### DIRECTIONS
Reproduce only the lines of the records from the line with "Task: set a pin on each instance of the green foliage" up to and including the line with "point(155, 269)", changing "wooden" to "timber" and leaving everything else the same.

### DATA FOR PROCESSING

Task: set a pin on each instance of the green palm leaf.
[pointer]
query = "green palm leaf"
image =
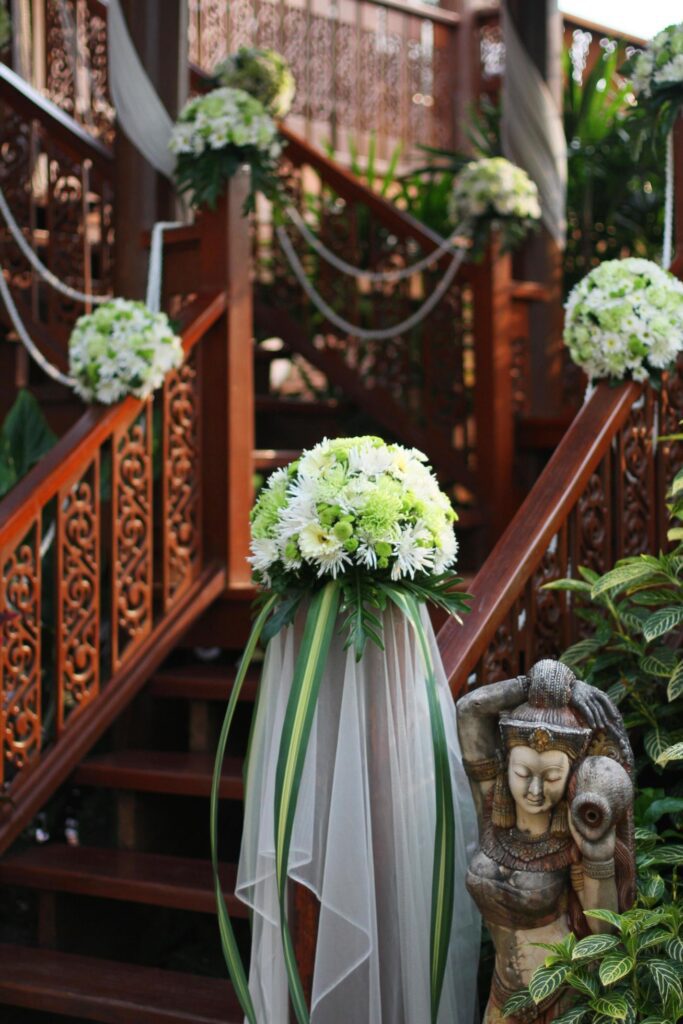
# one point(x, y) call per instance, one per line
point(227, 940)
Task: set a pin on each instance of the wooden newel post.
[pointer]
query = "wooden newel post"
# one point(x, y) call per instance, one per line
point(227, 384)
point(493, 395)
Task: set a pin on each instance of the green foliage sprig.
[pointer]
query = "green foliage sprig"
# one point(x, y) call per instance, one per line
point(634, 974)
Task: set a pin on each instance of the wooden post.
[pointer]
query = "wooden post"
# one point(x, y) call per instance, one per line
point(158, 29)
point(227, 384)
point(539, 26)
point(493, 395)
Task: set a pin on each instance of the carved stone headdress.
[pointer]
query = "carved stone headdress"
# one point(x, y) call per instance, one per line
point(547, 722)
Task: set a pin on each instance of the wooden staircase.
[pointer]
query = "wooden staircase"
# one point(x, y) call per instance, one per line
point(168, 887)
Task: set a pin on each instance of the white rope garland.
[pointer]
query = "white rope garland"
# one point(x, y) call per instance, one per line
point(377, 276)
point(667, 248)
point(153, 295)
point(26, 338)
point(357, 332)
point(39, 266)
point(155, 269)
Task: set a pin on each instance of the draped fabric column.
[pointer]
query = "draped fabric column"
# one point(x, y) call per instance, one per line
point(364, 839)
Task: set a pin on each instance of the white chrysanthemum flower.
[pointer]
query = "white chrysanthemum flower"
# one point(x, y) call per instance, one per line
point(625, 318)
point(356, 504)
point(414, 552)
point(122, 348)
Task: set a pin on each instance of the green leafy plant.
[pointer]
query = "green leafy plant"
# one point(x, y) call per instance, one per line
point(634, 974)
point(25, 438)
point(634, 648)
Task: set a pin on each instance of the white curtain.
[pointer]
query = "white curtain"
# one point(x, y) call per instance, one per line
point(532, 130)
point(363, 841)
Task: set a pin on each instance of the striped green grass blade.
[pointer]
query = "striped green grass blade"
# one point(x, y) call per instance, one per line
point(227, 940)
point(444, 837)
point(310, 663)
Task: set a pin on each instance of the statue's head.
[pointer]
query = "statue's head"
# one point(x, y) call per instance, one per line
point(543, 739)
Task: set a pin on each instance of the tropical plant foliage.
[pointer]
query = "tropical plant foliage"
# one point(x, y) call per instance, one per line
point(634, 650)
point(25, 438)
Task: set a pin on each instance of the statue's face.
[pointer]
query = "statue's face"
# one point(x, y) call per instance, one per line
point(537, 780)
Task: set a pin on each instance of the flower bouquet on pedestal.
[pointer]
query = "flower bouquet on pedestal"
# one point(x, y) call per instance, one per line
point(354, 785)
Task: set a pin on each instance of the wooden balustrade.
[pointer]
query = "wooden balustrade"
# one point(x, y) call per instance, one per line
point(128, 529)
point(443, 386)
point(602, 497)
point(57, 181)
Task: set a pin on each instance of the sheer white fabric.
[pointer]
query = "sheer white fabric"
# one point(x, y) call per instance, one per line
point(363, 841)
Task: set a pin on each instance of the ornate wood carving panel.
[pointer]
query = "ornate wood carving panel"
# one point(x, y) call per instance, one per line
point(79, 567)
point(181, 482)
point(131, 537)
point(20, 654)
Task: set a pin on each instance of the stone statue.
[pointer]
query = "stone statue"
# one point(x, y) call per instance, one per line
point(550, 767)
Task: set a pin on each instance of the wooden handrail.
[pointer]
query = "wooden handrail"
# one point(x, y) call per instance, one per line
point(98, 423)
point(519, 550)
point(351, 188)
point(31, 104)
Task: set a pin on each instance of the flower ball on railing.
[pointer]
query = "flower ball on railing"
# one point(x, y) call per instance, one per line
point(215, 135)
point(625, 321)
point(263, 74)
point(656, 73)
point(122, 348)
point(495, 194)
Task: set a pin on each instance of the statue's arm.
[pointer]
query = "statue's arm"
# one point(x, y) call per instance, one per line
point(477, 728)
point(478, 712)
point(598, 889)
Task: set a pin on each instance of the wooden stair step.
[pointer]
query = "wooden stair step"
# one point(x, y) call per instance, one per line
point(112, 992)
point(300, 407)
point(179, 883)
point(266, 459)
point(161, 771)
point(203, 682)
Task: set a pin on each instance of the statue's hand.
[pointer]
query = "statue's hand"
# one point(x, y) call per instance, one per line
point(595, 707)
point(602, 849)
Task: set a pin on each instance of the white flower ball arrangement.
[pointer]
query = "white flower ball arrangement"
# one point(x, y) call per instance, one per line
point(217, 133)
point(625, 320)
point(122, 348)
point(494, 193)
point(360, 511)
point(656, 73)
point(263, 74)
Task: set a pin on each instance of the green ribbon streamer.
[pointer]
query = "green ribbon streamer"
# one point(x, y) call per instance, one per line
point(310, 663)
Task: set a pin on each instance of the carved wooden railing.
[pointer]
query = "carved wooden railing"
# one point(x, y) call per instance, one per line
point(125, 532)
point(601, 497)
point(58, 182)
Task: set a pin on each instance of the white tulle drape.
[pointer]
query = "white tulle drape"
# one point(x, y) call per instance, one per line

### THE RESPONSE
Task: set a pin on each instance of the green foliage sprig.
[pointer]
query = "green foliage sprig"
# one point(x, y) call per instance, one per line
point(634, 974)
Task: set a pin on each instance of the timber post.
[pointer]
query = "timber post"
# one point(x, y) call per instance, one per line
point(158, 29)
point(227, 384)
point(539, 26)
point(493, 395)
Task: set a pin on each instance of the carved stone headdress.
[pointer]
query = "carved stone headdress"
# one point(x, y) call per instance, one per line
point(547, 722)
Task: set a pin on each instance of the timber staircase.
[pointer]
query = "timber staircase"
# one point(x, y) call per instance, one per line
point(168, 887)
Task: set a pin on each instance of the white rope garland.
[pointer]
query = "white rope garland"
# one point(x, y) call per instance, one per line
point(377, 276)
point(667, 248)
point(153, 295)
point(26, 338)
point(357, 332)
point(39, 266)
point(155, 269)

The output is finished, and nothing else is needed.